> EXERCISE DIRECTIONS
Reproduce verbatim the lines of the records below, from the line containing "Target: bird's leg" to the line containing "[(446, 306)]", with both of those lines included.
|---|
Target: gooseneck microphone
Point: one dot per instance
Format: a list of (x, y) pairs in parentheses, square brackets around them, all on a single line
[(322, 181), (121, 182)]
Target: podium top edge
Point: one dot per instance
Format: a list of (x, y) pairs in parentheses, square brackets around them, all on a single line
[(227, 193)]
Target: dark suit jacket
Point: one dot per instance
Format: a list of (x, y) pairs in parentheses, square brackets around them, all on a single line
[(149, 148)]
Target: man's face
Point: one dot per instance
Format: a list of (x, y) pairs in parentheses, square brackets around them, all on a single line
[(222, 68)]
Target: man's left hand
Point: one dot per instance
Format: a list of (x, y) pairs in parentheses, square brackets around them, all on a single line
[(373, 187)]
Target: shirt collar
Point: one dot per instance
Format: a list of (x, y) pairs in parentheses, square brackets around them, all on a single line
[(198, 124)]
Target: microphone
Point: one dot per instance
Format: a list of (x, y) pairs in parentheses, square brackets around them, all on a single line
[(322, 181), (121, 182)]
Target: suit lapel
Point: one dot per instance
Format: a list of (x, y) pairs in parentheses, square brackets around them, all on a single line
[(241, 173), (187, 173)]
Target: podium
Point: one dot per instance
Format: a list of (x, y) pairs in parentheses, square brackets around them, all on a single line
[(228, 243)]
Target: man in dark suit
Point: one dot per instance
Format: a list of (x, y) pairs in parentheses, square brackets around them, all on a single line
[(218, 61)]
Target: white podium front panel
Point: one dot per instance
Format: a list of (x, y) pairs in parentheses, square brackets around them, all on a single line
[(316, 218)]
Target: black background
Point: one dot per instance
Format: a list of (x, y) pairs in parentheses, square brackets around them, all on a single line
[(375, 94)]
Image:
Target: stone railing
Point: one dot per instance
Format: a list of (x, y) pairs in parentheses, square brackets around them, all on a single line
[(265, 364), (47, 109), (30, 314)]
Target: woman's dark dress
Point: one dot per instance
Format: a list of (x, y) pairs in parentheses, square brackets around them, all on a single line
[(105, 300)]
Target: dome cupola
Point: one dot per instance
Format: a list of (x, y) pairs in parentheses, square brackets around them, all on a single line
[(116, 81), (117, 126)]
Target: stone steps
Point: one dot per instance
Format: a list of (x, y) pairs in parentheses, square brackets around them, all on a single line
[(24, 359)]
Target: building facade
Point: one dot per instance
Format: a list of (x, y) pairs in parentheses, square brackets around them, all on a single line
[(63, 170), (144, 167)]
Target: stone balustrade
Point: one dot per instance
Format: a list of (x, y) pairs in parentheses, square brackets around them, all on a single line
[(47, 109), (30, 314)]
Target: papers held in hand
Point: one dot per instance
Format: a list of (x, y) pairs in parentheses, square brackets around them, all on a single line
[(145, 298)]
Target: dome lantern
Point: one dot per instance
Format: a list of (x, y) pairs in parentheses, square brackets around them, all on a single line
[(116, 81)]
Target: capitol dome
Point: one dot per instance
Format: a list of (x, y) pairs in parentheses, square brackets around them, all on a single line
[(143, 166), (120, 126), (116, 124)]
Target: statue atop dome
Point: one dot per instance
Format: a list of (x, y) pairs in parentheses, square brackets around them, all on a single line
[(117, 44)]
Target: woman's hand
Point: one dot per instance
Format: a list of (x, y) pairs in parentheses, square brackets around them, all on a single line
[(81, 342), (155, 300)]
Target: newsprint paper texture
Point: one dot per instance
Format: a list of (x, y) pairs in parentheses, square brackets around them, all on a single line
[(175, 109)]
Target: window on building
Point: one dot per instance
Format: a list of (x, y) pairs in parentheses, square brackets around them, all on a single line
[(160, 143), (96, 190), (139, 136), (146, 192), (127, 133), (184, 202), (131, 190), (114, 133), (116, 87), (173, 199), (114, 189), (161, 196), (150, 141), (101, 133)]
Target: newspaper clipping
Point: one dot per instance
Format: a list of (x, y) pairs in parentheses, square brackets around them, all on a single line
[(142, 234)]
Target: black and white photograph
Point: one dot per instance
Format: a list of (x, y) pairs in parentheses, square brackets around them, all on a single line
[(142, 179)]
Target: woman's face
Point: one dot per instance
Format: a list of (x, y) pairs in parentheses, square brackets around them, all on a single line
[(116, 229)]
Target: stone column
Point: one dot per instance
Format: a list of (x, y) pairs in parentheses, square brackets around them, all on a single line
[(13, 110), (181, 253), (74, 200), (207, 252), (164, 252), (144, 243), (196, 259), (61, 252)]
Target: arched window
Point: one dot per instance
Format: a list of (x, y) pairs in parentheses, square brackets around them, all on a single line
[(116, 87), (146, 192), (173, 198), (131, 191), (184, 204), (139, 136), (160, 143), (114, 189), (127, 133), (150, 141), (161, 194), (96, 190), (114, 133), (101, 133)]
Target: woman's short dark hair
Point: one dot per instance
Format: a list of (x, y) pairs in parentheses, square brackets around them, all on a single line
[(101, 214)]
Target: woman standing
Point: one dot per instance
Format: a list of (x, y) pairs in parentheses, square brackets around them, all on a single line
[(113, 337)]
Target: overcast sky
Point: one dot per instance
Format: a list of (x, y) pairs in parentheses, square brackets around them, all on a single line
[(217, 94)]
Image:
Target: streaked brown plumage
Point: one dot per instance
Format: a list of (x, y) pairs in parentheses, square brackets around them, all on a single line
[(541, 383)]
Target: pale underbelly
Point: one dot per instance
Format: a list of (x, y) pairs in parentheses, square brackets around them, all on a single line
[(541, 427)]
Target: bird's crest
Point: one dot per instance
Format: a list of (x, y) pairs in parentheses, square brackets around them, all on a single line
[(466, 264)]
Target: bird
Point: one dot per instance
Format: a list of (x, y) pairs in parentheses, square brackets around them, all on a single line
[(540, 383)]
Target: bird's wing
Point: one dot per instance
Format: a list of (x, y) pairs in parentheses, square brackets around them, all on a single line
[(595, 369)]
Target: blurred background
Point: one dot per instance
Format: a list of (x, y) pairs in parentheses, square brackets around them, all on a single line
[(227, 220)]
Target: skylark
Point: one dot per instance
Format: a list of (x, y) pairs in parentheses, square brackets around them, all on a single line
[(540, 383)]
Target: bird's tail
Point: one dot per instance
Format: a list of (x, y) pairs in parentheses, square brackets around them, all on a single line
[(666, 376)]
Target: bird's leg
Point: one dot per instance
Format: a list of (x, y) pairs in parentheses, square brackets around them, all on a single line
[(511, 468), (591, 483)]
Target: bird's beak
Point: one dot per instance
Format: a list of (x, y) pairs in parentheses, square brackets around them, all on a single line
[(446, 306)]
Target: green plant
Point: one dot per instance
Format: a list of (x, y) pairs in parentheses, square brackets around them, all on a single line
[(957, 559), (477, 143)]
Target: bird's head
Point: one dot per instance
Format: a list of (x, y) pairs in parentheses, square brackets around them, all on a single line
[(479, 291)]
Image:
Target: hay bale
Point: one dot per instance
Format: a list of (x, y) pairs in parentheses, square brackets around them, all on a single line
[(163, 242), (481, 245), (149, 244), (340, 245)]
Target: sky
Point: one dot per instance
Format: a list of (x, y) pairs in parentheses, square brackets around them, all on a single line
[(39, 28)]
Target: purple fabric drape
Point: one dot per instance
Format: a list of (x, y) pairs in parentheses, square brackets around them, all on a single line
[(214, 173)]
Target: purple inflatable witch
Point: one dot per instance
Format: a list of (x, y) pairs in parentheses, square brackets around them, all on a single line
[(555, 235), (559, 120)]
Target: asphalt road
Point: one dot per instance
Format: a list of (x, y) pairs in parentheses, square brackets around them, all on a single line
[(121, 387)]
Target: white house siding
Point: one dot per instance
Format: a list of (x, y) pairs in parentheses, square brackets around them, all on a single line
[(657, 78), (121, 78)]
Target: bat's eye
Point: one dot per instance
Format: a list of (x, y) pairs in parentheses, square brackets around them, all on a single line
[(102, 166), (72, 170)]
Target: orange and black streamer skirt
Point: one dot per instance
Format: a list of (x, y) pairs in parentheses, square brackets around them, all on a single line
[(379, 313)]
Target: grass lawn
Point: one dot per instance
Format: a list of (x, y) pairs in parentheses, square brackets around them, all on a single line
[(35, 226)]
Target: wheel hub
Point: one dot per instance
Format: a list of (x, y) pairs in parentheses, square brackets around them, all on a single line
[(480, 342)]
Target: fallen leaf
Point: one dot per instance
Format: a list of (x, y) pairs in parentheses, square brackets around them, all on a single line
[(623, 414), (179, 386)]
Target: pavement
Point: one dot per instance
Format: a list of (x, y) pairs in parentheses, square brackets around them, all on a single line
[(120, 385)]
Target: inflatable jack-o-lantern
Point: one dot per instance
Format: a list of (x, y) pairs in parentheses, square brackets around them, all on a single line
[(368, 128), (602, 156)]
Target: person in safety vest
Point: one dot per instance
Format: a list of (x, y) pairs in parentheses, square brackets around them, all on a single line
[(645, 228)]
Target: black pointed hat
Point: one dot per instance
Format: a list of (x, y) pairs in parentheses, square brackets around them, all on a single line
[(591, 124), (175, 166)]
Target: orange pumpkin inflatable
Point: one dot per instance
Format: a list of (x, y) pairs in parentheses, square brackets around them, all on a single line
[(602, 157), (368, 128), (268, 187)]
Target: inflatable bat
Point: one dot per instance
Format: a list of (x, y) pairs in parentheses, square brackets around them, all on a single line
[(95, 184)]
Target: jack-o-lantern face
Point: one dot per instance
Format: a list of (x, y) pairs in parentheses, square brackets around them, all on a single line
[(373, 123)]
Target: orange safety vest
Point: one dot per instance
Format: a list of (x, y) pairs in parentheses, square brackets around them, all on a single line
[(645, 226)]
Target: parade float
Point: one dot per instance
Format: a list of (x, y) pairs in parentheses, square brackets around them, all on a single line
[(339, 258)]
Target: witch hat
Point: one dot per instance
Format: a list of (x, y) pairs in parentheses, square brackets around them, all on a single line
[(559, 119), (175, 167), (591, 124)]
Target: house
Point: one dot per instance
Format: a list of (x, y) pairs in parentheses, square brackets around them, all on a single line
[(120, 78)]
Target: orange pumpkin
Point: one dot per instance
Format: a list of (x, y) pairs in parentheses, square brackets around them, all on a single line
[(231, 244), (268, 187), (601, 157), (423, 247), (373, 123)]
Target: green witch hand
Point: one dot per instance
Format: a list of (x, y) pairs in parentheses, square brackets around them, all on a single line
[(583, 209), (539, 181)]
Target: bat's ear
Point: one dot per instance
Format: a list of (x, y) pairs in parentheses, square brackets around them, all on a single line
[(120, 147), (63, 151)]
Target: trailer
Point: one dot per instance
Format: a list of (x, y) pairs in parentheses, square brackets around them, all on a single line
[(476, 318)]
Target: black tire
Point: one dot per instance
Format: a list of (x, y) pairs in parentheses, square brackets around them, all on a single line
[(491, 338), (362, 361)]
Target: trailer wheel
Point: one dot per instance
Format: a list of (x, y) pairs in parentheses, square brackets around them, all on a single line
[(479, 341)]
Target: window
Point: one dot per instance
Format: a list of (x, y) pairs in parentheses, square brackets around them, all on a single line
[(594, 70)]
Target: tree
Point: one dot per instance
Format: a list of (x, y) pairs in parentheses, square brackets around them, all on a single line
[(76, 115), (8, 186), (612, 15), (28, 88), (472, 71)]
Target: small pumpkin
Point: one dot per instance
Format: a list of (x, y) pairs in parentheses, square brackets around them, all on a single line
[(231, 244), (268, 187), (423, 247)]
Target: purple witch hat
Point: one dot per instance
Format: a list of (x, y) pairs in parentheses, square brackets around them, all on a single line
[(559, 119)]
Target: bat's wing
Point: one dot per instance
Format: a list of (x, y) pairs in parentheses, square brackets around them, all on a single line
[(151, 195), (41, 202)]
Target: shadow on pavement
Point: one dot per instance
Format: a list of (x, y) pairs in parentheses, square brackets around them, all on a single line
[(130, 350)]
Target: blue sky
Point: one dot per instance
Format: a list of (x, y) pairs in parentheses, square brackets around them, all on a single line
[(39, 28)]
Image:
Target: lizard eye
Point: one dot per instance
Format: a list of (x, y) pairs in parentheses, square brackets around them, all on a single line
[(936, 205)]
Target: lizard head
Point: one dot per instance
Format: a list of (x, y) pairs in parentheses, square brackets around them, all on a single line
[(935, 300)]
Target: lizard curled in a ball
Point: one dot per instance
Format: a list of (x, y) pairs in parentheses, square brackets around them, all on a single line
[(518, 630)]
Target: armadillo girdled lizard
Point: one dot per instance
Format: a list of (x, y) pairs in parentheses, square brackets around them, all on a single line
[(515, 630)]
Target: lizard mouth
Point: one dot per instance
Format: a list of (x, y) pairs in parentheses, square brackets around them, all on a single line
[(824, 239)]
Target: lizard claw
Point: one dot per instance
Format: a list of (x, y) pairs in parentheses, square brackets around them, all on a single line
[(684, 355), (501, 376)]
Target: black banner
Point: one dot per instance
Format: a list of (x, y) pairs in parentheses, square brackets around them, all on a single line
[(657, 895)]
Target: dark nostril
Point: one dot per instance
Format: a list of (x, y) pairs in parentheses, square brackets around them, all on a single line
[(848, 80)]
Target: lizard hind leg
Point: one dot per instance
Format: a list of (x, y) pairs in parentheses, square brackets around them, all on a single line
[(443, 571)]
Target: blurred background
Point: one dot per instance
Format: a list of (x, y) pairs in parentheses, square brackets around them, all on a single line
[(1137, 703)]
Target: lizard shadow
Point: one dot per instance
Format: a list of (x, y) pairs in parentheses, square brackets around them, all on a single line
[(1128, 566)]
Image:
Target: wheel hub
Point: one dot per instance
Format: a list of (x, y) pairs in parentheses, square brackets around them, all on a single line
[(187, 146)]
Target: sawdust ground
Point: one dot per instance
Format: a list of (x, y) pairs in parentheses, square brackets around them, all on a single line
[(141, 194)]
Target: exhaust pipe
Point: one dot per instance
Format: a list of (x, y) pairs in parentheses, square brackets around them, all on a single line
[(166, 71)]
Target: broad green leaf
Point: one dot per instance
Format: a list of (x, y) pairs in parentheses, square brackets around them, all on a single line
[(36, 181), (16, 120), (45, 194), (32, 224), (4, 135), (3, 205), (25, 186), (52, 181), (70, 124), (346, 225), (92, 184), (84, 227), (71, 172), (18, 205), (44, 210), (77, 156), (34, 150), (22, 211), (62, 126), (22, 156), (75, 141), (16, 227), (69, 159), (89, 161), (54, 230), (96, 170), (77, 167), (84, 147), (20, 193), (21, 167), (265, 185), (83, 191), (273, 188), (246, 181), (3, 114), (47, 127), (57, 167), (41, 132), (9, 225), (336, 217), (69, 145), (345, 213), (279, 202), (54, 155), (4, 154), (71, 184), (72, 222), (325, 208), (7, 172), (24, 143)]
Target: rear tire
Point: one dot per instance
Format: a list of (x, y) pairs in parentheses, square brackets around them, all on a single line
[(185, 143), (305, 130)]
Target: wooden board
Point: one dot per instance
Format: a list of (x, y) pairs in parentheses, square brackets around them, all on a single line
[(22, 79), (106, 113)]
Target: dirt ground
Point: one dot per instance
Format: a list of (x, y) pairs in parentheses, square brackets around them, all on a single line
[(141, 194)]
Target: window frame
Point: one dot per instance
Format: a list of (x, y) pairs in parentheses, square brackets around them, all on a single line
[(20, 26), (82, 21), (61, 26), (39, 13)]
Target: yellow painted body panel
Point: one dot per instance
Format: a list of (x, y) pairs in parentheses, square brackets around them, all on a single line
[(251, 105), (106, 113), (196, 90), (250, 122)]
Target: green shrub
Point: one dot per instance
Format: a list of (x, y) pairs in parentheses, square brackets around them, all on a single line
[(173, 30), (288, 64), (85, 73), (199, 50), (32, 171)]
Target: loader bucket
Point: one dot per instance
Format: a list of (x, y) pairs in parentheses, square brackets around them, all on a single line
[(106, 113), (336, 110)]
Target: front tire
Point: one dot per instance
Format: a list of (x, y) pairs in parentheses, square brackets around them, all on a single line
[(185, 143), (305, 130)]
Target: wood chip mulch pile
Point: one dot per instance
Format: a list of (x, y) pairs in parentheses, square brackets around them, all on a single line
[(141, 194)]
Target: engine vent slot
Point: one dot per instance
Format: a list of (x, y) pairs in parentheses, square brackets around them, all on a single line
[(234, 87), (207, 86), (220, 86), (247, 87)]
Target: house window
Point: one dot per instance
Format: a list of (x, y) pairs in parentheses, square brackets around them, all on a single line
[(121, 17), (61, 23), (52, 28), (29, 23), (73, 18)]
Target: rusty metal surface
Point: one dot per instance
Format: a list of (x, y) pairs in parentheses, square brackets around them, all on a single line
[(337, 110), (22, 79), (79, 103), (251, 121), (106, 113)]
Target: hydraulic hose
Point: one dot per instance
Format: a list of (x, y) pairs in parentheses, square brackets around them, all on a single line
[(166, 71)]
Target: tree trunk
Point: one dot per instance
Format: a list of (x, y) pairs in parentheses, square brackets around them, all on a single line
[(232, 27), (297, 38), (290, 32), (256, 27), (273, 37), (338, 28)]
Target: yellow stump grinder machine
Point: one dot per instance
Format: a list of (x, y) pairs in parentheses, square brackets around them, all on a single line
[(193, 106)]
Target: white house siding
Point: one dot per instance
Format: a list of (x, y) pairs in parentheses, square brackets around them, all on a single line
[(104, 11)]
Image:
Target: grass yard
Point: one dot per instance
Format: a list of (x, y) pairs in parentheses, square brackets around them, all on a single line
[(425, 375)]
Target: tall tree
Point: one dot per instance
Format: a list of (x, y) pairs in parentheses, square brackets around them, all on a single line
|---|
> RESULT OF THIS EXERCISE
Target: bird's leg
Point: one dot per instance
Format: a list of (x, y) pairs in parentheses, square brackets around them, all on a single line
[(511, 468), (591, 483)]
Target: bird's beak
Point: one dot per instance
Format: a list of (x, y) pairs in parentheses, square brackets around them, all on a single line
[(446, 306)]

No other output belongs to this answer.